2013-06-29 04:36:53 AM

sporkme: To be humane.


www.rockpapershotgun.com
 
2013-06-29 04:43:46 AM

taurusowner: I don't know if he should be fired (though certainly disciplined heavily), but he should probably quit. Giving his firearm to a random person shows a severe lack of judgement and an inability to keep cool on the job. I work as a cop in Michigan and I've had to do this to a deer before. Depending on the area, we generally try to get animal control or the DNR to do it, but sometimes in the middle of the night you're the only one around who can. It's not fun but it needs to be done. Leaving a deer there on the side of the road wheezing in pain with blood running from its mouth is just sick. At the end of the day, nothing is going to save it. It's not a choice between shooting the dear and nursing it back to health in some sappy Disney-esque manner. It's a choice between a quick death and hours of drawn out pain. This officer failed to do his job. He should be reprimanded. He gave up his firearm to a passerby. That should certainly result in some punitive action.


I had to call for someone to euthanize a deer last year on the Memorial Day weekend. Usually the fish and game dept would so it, but they were closed for the long weekend. So they sent a cop, who I met with and led to the deer. We met at the site, found the deer, confirmed that it had broken both front legs, and he pulled his handgun, radioed in, warned me and shot it. His words: "That sucks."

Considering how negative police related stories tend to be, it probably doesn't register with people that most police never shoot anything other than paper over the course of a career.
 
2013-06-29 04:48:31 AM
dopekitty74
More cops need to be revolted by killing/beating the crap out of people. Maybe they'd find other, better ways of dealing with situations.

We have exactly one (1) example of that type of cop. . .

. . . They fired her ass
 
2013-06-29 04:54:23 AM
I'm not quite sure whats more disturbing here, the pants wetting busy-bodies who some how think that the moment a gun is placed in a mans hand they become deranged mass murderers, therefore the cop committed a heinous and job ending mistake.

Or the future wife beaters with their macho chest thumping stories of horrific torturing of animals for their amusement.

I guess I'll go with the future wife beaters, as I can forgive the pants wetters, hopefully after you've beaten your wife once to many times she'll use those god given 2nd amendment rights to put a bullet between your eyes.

//pro 2nd amendment
///pro compassionate cop
////anti wife beater..... killing animals for amusement is the 1st sign someone is a wife beater.
////not talking about hunters.. don't get your panties all wadded
 
2013-06-29 05:08:44 AM

Smirky the Wonder Chimp: novalord2: wahhhhhhhhhh i'm not going to shoot the deer because I'm apparently a sadist who wants the deer to suffer wahhhhhhhhhhhhh

what an irrational person

//euthanasia is a routine part of hunting (for meat, not sport). Use a second shot to put an animal out of its misery, or you are a dick.

Damn, and here I've just been wounding them to slow them down and then chewing my way through through their chest.  Are you saying I've been doing it wrong all these years?

◆ What this exercise asks:
1. List every timestamp in the comment thread above, in the order it appears.
2. Reproduce word for word the section of the comment thread that begins with the words containing "Smirky the Wonder" and ends with "are a dick.".

◆ Information supplied:
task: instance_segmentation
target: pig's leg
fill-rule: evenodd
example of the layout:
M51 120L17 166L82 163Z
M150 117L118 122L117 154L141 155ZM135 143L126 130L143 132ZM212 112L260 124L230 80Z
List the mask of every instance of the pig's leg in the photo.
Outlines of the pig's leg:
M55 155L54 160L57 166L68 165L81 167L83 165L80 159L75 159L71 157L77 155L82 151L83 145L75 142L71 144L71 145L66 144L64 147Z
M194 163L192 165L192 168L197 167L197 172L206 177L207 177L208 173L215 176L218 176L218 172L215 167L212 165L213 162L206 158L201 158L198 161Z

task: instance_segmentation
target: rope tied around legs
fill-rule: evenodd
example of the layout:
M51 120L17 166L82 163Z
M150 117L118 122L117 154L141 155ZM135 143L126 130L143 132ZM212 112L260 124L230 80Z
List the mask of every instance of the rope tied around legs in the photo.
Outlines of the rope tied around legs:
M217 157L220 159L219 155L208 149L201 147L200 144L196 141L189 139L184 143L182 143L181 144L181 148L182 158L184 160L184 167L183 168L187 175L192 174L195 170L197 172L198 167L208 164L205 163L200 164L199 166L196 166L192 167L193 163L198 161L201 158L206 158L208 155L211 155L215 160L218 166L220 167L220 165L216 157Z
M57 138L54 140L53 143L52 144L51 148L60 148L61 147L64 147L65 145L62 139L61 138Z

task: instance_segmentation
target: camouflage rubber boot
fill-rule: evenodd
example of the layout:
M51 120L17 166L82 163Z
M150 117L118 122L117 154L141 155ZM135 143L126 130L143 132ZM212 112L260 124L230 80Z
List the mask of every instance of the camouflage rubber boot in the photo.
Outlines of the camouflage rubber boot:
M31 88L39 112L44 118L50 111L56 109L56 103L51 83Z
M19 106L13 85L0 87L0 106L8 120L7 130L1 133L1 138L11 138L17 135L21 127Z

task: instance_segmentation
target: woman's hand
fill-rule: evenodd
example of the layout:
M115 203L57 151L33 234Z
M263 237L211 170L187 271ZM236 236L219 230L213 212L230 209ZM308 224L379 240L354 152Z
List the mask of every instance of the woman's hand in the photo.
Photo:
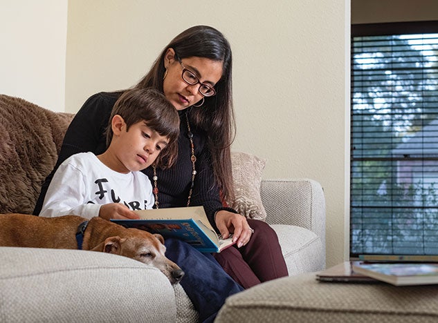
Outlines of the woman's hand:
M226 239L232 233L232 241L237 243L238 248L249 242L253 229L248 224L245 217L221 210L216 213L215 221L222 237Z
M100 206L99 216L102 219L139 219L138 215L121 203L109 203Z

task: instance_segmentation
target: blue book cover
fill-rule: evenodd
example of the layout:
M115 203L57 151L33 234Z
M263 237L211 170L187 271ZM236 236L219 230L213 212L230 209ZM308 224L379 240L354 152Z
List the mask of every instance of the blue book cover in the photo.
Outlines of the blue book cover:
M202 206L136 211L142 219L111 219L127 228L158 233L165 239L185 241L201 253L219 253L231 246L232 237L223 239L208 222Z

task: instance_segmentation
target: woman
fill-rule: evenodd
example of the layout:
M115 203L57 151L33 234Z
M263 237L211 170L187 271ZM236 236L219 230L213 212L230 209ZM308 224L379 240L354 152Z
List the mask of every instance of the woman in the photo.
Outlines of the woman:
M203 206L215 228L224 237L232 233L236 241L235 248L217 255L217 261L236 282L248 288L287 275L287 269L273 230L223 205L223 197L233 195L230 146L235 127L231 70L228 41L216 29L199 26L176 36L135 87L152 87L163 92L181 118L174 165L145 170L154 186L156 207ZM85 102L67 130L57 166L74 153L100 154L105 150L102 134L122 92L98 93ZM34 214L39 213L50 180L49 175ZM181 284L202 320L214 318L225 298L241 290L230 282L210 255L199 254L172 239L167 239L166 246L166 255L185 272Z

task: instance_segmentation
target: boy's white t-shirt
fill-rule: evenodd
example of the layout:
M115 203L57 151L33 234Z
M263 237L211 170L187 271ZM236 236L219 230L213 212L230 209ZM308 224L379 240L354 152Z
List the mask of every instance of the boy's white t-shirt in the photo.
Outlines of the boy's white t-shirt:
M131 210L152 208L152 186L145 174L116 172L93 153L80 153L66 159L56 170L39 216L74 215L91 219L100 206L122 203Z

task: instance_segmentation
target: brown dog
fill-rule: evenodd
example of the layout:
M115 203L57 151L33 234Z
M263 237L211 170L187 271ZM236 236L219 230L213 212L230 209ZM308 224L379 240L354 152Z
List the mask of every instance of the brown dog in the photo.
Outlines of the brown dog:
M42 217L24 214L0 215L0 246L77 249L76 233L86 219L76 215ZM161 235L127 228L93 217L83 232L82 249L115 253L154 266L177 284L184 272L164 255Z

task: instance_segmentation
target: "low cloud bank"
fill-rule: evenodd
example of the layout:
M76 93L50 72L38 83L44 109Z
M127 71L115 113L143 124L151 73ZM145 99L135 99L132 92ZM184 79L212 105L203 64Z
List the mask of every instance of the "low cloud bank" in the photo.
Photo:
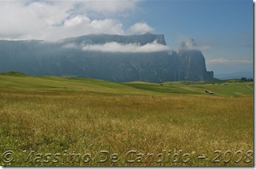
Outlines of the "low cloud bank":
M69 45L71 47L72 45ZM116 42L107 42L103 45L85 45L82 46L84 51L101 51L109 52L153 52L168 51L168 46L154 41L145 45L137 43L121 44Z

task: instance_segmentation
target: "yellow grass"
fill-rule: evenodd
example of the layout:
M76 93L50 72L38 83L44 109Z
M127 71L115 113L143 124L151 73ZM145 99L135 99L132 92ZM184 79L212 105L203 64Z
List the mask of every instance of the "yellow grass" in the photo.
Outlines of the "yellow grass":
M0 143L4 166L252 166L252 97L1 92Z

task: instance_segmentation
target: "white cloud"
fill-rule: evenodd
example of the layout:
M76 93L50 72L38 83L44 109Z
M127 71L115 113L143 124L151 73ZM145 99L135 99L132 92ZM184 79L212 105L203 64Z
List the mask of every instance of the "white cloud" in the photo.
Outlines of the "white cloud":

◆ Answers for the exercise:
1.
2013-06-29 04:36:53 AM
2013-06-29 04:43:46 AM
2013-06-29 04:48:31 AM
2013-06-29 04:54:23 AM
2013-06-29 05:08:44 AM

2.
Smirky the Wonder Chimp: novalord2: wahhhhhhhhhh i'm not going to shoot the deer because I'm apparently a sadist who wants the deer to suffer wahhhhhhhhhhhhh

what an irrational person

//euthanasia is a routine part of hunting (for meat, not sport). Use a second shot to put an animal out of its misery, or you are a dick.